### Study text
>>

Top 3 Startup Founder Misconceptions
Laura Norris, J.D., an Assistant Clinical Professor and Director of SCU Entrepreneur's Law Clinic, analyzes the common misconceptions about founding a business and clarifies the proper information that founders should know.
In the next few minutes, I’d like to address three of the top misconceptions of startup founders. I’m providing you with general information, but this should not replace advice from a lawyer and tax adviser.
The first misconception is, “My co-founder is working in a day job, but that’s ok because she’s working with me during her own time.” Most startup founders are not independently wealthy and need that source of income. However, this type of situation can be risky because the employer might have a claim of ownership to your cofounder’s inventions. There are three sources of information you should look at. First, ask your cofounder to find the documents she signed when she joined the company. There is usually an “employee invention assignment agreement” that outlines what the employer owns. Second, she should get a copy of the employee handbook, which also may have an invention assignment provision. Finally, you’ll want to find out if your state has any laws relating to this issue. For example, if you’re in California, the Labor Code doesn’t allow an employer to own inventions that employees made on their own time unless the invention relates to the employer’s business, or results from a use of equipment or supplies of the employer. So, for instance, it’s possible that a car company in California could not claim ownership of an employee’s invention for a new lipstick developed on her own time, unless the she used the car company’s equipment in developing the lipstick.
The second misconception is, “We need to form a C-corporation in Delaware.” This seems to be the belief because venture capitalists prefer this form. However, one size does not fit all. When a business is very early stage and losing money, an S-corporation might make more sense because it may allow the founders to write off business losses on their taxes. If the company is not going to rely on venture capital, then it’s possible that a Limited Liability Company, or LLC, might be a better choice because it has the favorable tax treatment but is easier to maintain. There are important differences between these entities, especially relating to tax, so talk this over with your tax advisor. If you do decide to set up a business, consider doing it in the home state of the founders. You may need to register a Delaware business in that state anyway, and you’ll just end up maintaining two sets of filings in both Delaware and your home state. You should ask yourself – will you definitely need venture capital investment to make your startup successful? If so, then maybe the additional paperwork of filing in Delaware makes sense.
The third misconception is "Our IP is protected since we’ve been working with other developers and co-founders under an NDA.” Many people understand that “NDA” means “non-disclosure agreement”, but do not understand its limitations. The NDA is an agreement that ensures when a party (called the “discloser”) discloses information to another party (called the “recipient”), the recipient will keep it secret. That’s about it. Yes, it is important for cofounders to sign an NDA so they don’t go off and disclose the startup secrets to their friends. However, the NDA doesn’t address who owns the inventions, artwork, or other work product that might be created after the NDA is signed. If one founder walks away, he can take his contributions with him. What is needed, on top of an NDA, as an “invention assignment agreement”, or an “invention assignment clause.” So, for instance, if you enter into an agreement with your co-founders, that agreement should include an invention assignment clause. If you hire a contractor to write code for you, the contractor agreement should have an invention assignment clause. This will ensure that the company owns its intellectual property rights.

<<

### What this task involves
Rewrite the founder misconceptions text from "In the next" to "and tax adviser.", swapping "minutes" for "moments". The rows have no role in this work.

### Recorded data
>>

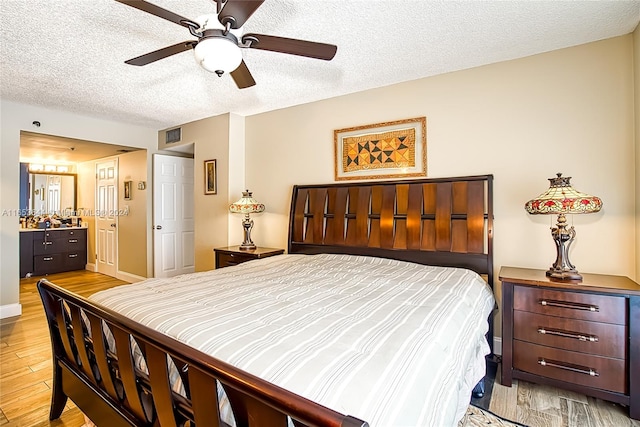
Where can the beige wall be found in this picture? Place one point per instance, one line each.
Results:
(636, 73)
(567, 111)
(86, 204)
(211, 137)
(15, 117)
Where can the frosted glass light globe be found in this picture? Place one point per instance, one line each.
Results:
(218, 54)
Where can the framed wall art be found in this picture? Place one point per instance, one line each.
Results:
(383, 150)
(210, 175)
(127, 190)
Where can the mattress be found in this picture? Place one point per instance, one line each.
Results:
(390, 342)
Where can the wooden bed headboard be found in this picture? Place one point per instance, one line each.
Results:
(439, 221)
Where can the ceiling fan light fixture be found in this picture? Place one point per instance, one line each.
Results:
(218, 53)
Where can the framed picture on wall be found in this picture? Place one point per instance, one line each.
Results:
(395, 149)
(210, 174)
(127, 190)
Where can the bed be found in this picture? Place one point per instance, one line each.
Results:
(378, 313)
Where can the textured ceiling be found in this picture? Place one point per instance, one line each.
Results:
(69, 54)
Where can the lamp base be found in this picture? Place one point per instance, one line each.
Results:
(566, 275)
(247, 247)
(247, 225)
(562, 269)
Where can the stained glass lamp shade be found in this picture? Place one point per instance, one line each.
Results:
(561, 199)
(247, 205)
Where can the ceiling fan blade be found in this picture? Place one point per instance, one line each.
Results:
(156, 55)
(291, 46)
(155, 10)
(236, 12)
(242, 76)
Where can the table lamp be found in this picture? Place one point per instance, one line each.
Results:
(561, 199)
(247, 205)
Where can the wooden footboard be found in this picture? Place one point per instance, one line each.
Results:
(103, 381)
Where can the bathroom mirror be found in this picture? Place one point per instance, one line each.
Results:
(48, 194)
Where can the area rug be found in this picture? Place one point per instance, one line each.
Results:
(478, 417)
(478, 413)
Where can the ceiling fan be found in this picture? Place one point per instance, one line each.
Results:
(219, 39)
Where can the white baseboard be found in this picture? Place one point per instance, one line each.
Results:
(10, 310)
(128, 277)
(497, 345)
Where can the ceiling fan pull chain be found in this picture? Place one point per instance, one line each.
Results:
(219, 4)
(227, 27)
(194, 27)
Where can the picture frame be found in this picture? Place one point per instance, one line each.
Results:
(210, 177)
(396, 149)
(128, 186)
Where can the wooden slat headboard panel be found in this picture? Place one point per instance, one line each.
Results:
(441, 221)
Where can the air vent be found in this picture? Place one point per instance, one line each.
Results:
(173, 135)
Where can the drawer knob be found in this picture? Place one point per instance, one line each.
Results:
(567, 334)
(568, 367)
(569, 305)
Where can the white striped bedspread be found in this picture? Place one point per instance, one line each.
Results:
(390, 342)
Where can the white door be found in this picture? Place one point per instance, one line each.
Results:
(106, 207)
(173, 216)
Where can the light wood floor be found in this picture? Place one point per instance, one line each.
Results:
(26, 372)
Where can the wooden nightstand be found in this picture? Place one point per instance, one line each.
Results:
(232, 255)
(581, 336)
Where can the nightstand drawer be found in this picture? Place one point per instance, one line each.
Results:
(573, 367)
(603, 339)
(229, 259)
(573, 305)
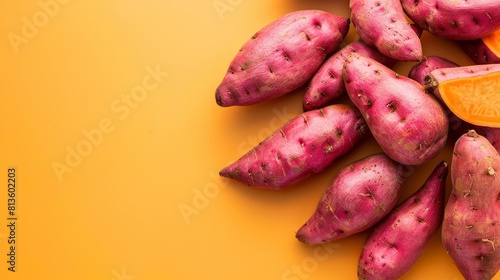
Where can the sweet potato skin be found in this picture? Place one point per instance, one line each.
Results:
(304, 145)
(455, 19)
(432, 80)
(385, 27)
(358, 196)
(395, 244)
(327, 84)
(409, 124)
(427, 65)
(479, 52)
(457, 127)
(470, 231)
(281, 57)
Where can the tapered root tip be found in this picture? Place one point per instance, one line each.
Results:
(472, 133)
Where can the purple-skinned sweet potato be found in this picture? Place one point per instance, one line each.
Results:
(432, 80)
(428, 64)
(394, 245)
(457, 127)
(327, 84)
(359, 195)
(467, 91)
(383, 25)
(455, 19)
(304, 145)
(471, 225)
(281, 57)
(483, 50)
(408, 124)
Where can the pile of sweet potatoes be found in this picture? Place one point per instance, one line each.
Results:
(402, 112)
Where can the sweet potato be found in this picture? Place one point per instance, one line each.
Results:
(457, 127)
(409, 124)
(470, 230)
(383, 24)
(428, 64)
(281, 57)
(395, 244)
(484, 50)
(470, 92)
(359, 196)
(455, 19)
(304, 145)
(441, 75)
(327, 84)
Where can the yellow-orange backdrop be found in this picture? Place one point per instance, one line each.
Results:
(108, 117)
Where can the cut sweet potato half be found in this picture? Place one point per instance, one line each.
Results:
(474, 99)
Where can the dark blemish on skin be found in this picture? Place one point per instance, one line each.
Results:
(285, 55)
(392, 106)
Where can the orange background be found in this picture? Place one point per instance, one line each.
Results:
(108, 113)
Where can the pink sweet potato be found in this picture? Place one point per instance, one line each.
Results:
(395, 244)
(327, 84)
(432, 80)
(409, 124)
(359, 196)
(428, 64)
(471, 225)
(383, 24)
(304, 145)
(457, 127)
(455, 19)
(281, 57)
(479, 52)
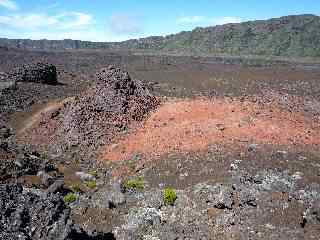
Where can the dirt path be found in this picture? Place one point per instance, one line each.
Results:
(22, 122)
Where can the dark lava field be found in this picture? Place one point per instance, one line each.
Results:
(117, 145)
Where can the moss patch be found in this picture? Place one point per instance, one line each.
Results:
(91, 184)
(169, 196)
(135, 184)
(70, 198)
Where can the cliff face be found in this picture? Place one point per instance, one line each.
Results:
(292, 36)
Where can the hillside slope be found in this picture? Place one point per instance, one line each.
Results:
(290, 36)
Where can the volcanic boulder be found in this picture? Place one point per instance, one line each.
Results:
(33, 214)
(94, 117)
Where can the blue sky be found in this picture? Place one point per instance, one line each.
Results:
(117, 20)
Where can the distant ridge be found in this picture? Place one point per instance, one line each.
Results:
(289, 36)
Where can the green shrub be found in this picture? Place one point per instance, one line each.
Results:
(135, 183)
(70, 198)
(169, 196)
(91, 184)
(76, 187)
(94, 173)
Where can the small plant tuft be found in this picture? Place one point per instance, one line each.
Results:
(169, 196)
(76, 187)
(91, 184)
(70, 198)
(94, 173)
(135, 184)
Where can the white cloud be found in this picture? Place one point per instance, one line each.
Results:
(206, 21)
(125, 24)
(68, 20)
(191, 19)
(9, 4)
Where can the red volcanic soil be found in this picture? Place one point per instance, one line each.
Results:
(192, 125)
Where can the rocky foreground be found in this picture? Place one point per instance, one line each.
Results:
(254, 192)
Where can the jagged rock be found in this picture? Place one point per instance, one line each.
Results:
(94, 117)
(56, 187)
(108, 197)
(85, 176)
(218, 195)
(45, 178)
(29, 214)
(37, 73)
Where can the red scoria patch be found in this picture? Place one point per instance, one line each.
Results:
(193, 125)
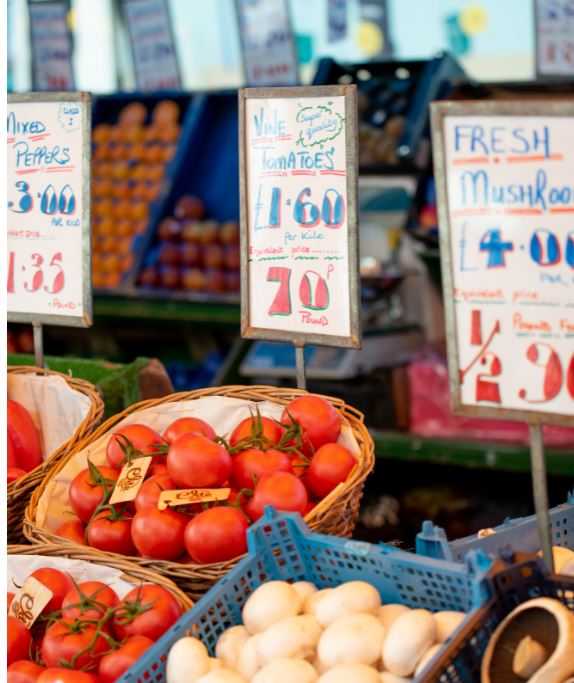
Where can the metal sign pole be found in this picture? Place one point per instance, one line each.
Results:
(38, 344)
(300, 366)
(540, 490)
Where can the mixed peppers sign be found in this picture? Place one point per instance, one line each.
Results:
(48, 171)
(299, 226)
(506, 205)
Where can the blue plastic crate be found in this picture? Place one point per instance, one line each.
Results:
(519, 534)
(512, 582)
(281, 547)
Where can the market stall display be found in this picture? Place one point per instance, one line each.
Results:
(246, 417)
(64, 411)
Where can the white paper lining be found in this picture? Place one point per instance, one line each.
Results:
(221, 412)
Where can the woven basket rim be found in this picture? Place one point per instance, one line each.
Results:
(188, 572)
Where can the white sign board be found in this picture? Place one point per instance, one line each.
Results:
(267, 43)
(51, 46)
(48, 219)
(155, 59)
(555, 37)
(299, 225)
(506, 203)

<<
>>

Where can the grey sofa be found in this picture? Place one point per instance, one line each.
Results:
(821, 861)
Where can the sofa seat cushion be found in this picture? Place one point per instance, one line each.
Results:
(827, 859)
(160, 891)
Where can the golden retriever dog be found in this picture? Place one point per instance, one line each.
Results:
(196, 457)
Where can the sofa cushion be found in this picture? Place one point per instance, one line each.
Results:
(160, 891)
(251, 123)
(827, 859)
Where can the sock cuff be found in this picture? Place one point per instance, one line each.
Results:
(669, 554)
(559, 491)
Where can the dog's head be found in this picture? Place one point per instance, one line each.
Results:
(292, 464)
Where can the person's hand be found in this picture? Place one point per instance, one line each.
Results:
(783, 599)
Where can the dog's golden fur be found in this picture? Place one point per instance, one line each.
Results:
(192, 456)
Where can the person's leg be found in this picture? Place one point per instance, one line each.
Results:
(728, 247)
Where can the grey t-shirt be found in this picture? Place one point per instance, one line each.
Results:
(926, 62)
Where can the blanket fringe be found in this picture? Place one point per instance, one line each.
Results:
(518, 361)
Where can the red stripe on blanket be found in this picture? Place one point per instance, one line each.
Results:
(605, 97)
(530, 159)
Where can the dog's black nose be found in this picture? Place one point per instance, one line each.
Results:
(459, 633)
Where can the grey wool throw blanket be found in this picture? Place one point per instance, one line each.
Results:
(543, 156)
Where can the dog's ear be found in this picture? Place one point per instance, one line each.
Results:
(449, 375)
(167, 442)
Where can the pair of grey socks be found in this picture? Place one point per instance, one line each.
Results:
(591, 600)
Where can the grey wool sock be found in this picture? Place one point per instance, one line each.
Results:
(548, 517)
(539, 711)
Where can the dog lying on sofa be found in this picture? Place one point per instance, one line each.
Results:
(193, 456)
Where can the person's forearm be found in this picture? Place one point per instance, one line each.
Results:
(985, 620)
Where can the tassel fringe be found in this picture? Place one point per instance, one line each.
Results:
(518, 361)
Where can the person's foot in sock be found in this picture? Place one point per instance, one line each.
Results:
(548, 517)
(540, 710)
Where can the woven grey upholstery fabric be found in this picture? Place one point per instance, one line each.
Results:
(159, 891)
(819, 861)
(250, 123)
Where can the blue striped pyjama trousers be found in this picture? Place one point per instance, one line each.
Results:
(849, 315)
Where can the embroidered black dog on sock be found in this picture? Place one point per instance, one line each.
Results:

<<
>>

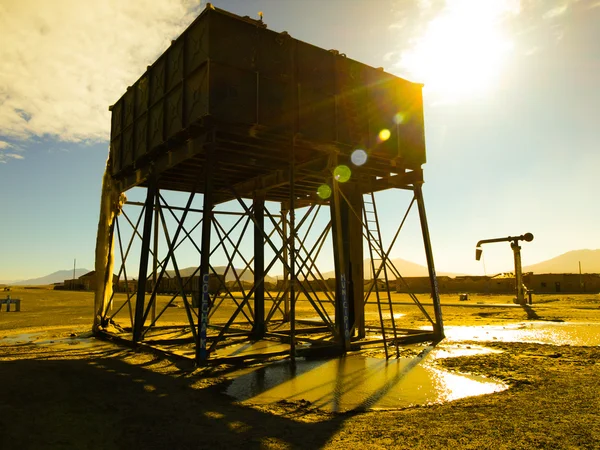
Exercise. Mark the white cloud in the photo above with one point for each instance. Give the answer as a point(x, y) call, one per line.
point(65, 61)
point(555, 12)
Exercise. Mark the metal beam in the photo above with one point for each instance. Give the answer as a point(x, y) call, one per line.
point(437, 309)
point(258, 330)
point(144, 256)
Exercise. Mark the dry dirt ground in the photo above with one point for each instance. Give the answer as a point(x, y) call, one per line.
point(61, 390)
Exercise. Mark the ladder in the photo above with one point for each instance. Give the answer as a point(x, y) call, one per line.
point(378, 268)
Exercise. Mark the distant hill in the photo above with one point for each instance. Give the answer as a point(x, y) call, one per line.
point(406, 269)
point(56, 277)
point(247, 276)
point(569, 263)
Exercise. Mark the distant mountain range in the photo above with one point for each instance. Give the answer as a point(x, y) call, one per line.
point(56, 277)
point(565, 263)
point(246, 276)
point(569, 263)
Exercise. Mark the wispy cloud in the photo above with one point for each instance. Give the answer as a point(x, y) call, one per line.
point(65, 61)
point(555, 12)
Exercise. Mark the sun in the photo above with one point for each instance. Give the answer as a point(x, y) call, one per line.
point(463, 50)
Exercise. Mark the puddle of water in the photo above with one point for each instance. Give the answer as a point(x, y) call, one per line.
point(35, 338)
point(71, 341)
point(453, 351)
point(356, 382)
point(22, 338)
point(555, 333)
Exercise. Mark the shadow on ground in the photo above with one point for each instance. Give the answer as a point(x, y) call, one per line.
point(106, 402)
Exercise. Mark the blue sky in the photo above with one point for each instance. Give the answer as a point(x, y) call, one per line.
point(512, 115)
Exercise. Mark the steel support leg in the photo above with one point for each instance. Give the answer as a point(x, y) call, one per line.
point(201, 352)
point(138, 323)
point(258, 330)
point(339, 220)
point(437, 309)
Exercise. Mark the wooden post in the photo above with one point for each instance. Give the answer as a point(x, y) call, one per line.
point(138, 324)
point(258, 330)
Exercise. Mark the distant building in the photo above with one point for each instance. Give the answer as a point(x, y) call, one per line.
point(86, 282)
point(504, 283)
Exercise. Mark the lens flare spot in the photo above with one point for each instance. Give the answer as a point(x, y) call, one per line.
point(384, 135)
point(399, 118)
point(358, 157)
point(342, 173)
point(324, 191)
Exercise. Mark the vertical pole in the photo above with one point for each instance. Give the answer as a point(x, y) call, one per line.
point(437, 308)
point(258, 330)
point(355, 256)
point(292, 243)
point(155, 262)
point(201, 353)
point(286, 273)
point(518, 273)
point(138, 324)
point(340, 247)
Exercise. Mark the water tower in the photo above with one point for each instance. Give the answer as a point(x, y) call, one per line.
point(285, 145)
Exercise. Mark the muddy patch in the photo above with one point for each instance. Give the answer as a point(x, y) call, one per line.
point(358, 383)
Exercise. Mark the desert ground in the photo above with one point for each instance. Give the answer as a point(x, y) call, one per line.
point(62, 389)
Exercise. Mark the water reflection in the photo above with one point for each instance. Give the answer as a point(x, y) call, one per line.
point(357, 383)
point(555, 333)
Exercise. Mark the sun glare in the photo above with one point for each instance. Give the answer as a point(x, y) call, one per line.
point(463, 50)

<<

### Your solution
In the next few moments, I’d like to address three of the top misconceptions of startup founders. I’m providing you with general information, but this should not replace advice from a lawyer and tax adviser.